● STATED EXERCISE: Select every line of the items below that contains the word "seated", and copy each such line in full.

● INFORMATION GIVEN:

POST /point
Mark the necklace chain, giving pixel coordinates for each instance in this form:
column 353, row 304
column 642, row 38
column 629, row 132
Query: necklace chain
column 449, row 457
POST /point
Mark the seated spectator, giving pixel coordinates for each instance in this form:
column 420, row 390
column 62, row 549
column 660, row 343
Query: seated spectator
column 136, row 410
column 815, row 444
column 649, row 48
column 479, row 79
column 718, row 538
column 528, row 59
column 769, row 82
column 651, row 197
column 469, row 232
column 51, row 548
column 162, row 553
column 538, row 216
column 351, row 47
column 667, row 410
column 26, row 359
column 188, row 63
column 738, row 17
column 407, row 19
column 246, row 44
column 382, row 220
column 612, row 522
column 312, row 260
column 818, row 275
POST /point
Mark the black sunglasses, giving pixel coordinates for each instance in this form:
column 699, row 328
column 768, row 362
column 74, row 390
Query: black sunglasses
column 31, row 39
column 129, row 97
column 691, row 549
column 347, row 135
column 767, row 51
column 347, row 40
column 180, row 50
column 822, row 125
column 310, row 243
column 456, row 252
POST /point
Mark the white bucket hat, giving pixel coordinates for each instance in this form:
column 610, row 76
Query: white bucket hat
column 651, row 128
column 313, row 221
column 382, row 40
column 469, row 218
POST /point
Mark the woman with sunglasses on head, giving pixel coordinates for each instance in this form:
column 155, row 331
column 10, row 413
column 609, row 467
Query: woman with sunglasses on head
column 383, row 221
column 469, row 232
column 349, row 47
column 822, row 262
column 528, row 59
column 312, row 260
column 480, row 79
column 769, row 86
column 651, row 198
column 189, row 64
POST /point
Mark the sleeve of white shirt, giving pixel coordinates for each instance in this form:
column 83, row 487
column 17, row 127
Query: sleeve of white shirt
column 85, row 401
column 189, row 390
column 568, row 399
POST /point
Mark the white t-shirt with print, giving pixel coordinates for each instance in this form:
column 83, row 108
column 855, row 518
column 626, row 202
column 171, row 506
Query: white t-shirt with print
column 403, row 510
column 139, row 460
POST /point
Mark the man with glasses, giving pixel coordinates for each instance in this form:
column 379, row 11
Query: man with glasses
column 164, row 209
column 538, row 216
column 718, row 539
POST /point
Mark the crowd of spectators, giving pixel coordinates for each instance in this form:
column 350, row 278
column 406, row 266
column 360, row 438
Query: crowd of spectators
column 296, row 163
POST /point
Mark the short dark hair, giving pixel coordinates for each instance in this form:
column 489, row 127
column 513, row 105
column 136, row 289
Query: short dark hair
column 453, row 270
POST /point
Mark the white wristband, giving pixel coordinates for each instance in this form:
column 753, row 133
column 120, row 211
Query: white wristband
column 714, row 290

...

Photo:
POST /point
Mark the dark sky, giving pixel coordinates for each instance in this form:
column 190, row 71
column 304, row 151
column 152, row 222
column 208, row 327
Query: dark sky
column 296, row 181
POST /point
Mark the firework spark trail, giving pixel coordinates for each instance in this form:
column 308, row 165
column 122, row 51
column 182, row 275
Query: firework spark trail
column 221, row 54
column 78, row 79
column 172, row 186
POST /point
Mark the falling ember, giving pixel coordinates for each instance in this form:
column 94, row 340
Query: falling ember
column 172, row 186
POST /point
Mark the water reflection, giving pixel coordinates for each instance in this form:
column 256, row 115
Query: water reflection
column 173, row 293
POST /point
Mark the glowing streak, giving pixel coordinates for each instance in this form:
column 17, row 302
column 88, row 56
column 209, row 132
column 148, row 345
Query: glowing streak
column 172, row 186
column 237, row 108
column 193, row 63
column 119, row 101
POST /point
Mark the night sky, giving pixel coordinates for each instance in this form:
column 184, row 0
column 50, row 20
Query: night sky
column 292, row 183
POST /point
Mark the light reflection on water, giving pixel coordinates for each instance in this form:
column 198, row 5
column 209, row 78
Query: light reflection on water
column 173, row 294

* * *

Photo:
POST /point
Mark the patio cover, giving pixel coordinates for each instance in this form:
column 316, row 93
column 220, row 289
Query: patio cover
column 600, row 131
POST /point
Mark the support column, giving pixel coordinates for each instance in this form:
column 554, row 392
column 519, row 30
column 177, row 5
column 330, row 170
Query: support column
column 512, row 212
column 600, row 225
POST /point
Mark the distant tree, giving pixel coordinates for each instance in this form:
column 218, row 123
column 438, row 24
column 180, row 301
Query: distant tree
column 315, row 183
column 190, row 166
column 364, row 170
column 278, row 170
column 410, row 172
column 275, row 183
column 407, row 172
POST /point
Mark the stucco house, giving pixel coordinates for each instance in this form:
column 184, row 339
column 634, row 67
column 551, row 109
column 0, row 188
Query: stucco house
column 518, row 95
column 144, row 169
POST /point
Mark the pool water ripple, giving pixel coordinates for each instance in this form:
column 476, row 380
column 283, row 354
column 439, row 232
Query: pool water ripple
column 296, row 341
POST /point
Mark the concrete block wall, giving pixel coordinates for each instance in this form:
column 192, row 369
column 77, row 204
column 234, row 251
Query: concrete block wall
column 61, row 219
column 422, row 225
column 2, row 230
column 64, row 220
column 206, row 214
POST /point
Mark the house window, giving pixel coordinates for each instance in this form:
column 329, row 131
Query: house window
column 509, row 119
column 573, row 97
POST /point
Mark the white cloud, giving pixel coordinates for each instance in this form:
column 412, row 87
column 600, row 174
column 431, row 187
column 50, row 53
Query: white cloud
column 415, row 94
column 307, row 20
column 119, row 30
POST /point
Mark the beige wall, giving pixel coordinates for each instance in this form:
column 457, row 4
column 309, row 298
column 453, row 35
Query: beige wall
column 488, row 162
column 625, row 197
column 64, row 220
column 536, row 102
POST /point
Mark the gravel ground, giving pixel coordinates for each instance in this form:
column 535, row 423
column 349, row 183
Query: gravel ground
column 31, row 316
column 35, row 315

● RESPONSE:
Mark the seated spectator, giving pixel coordinates for each instance in this form:
Query: seated spectator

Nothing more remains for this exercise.